- PROVIDED PASSAGE
There is a growing trend in medicine toward using artificial intelligence to assess the risk of a disease, like diabetes or cancer, and researchers are now training algorithms to help predict the severity of COVID-19 by looking for patterns in x-rays of lungs or CT scans.
But is AI ready for COVID-19? A global team of 40 (and growing) researchers think not.
In a living review published in the BMJ, an international team of statisticians is evaluating COVID-19 prediction models using a set of standardized criteria — essentially a litmus test for how good the machine learning algorithms are. As new models appear, the researchers add their assessments to the review.
The effort is co-led by Maarten van Semden, a statistician at the University Medical Center Utrecht. On June 25, he tweeted, “If you are building your first clinical prediction model for COVID, Stop it. Seriously, stop it. /end rant.”
Clearly, van Semeden has a few things to say about AI for COVID-19 prediction. And he should, having been involved in reviewing the 4,909 publications and 51 studies describing 66 prediction models. He can tell if the various AIs are smart enough to predict the severity of the disease reliably.
It turns out, they’re not.
An AI is only as smart as the data it is built on — something the team says is seriously lacking for COVID-19. For an algorithm to be effective, it needs a ton of data. The review reports that many of the models used small sample sizes, which are simply not big enough to draw reliable conclusions.
This problem is likely exacerbated because research groups aren’t sharing their underlying data. Instead, many of the AI models for diagnosing COVID-19 evaluated in the review rely on the limited data they have available to them, in their local area, a school, or a hospital. Some of the studies also had unclear reporting, meaning they weren’t up-front on the data or method they used to calibrate their algorithm.
“They’re so poorly reported that I do not fully understand what these models have as input, let alone what they give as an output,” van Smeden told Discover Magazine. “It’s horrible.”
In a 2019 pre-pandemic opinion piece, van Smeden and his team refer to poor calibration as the Achilles’ heel of risk prediction models, like those built on machine learning. “Poorly calibrated predictive algorithms can be misleading, which may result in incorrect and potentially harmful clinical decisions.”

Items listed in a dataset
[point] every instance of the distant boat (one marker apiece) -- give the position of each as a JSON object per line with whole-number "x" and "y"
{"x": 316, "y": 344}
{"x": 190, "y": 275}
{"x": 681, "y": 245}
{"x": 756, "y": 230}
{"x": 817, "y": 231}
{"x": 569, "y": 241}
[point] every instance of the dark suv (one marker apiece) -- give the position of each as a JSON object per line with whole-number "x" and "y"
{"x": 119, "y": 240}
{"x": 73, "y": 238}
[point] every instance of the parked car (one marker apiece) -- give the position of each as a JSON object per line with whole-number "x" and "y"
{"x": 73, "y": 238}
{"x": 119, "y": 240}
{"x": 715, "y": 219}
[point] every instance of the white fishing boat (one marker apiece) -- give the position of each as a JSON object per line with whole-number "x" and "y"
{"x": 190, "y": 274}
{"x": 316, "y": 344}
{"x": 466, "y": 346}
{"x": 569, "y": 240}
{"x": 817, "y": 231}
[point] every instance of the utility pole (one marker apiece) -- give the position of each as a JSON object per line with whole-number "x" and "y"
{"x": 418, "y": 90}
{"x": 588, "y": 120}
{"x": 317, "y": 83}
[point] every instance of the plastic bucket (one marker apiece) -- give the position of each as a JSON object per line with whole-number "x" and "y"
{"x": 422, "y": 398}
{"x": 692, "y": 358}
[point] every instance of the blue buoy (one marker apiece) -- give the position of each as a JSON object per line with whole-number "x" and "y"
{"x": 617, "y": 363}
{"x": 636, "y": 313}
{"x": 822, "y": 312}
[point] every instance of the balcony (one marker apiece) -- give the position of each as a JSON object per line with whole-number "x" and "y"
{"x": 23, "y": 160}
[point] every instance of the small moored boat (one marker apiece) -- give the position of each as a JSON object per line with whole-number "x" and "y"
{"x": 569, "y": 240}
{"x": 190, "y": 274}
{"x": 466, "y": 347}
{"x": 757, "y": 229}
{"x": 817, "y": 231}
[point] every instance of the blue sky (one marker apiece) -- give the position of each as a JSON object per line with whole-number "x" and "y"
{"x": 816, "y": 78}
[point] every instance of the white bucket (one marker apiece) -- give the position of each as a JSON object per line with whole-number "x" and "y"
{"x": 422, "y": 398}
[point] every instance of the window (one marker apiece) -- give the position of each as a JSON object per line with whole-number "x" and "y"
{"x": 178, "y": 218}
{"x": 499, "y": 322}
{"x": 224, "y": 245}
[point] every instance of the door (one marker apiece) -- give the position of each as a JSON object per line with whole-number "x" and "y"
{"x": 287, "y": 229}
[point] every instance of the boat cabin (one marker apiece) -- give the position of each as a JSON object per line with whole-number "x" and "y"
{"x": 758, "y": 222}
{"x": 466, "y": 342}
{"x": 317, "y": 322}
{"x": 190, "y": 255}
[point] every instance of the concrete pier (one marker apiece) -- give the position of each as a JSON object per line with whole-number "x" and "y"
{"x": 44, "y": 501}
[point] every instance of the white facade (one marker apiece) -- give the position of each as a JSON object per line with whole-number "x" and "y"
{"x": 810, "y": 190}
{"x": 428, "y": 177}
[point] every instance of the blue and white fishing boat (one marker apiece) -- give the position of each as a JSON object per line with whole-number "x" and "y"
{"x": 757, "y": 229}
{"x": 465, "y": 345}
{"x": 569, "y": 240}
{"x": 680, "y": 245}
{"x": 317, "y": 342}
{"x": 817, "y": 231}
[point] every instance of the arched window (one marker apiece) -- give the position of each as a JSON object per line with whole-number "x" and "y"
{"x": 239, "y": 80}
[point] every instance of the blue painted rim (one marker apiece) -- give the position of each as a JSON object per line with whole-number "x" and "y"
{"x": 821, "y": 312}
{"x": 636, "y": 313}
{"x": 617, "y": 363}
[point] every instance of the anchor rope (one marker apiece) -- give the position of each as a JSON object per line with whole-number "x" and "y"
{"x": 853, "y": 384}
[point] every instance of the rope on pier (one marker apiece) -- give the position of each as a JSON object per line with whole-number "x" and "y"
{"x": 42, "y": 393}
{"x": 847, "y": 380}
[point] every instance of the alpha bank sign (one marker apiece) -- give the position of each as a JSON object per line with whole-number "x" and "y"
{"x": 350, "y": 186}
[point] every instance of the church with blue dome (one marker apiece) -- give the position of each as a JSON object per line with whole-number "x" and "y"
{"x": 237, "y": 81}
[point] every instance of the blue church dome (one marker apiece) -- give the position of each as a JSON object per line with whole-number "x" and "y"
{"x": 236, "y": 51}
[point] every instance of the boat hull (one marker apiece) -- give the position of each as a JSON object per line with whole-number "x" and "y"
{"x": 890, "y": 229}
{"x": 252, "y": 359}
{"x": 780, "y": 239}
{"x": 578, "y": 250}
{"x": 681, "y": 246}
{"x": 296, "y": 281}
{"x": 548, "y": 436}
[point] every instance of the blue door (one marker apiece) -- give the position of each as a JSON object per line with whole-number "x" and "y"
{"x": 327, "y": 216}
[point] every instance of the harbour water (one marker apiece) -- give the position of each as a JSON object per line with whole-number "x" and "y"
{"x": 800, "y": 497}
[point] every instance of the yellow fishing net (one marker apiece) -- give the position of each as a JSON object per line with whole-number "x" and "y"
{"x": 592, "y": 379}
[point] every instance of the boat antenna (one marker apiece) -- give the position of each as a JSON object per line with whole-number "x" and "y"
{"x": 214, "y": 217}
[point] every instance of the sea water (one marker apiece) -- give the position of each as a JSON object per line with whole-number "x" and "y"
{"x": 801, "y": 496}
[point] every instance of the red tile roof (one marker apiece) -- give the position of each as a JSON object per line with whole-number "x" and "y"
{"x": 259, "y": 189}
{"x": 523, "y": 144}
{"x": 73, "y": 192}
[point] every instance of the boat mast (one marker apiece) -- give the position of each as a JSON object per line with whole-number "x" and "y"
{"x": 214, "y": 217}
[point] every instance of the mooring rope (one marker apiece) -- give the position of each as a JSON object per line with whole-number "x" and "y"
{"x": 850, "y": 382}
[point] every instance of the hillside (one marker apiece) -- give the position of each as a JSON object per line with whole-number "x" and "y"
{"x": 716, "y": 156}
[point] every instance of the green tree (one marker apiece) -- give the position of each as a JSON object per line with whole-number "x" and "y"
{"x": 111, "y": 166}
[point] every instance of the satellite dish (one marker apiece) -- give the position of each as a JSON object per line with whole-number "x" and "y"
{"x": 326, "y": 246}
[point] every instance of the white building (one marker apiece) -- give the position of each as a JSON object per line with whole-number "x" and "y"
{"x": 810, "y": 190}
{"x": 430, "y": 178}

- TASK STATEMENT
Continue the article on AI models for predicting COVID-19 severity, picking up after its final sentence. The records can be set aside.

- REPLY
The team warns that even claims of AI models to predict COVID-19 that have “good to excellent discriminative performance” are likely biased. The bias can come from study patients who may not adequately represent the general population or from model “overfitting” — meaning the algorithm exaggerates the importance of every random idiosyncrasy in the data. Using AI to make medical decisions before it is vetted is dangerous, and it could lead to poor medical decisions, overspending, and — even worse — more patient suffering.
An AI’s promise to offer a little assistance is likely appealing to the overtaxed hospitals around the world. But the team cautions, “We do not recommend any of the current prediction models to be used in practice,” and stresses the urgency for more data sharing.
Efforts to amass better COVID-19 data from across the country and world are underway. Efforts include observational data listed by the global Cochrane COVID-19 Study Register or the AWS Data Lake for COVID-19, while the NIH is compiling a register of COVID-19 open-access data and computational resources.
But public health data sharing is often challenging. Common barriers include inconsistent data collection methods, problems with consent agreements (where patients agree to participate in one study, but not necessarily more), or lack of “metadata” (the context the data was collected under). To create reliable AI models of the disease, not only will researchers need to share their data, but they will also need to resolve these other issues regarding data collection and sharing techniques.